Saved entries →
☆ ☆ ☆ ☆

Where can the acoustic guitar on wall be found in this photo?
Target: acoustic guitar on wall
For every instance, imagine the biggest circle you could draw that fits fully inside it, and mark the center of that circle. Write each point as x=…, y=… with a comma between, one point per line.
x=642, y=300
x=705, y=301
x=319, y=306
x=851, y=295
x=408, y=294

☆ ☆ ☆ ☆

YOUR TASK → Exactly as written, please reproduce the lines from the first line of the data to the line containing "Target: acoustic guitar on wall", inclusive, and nothing else.

THE ANSWER →
Where can the acoustic guitar on wall be found in this photo?
Target: acoustic guitar on wall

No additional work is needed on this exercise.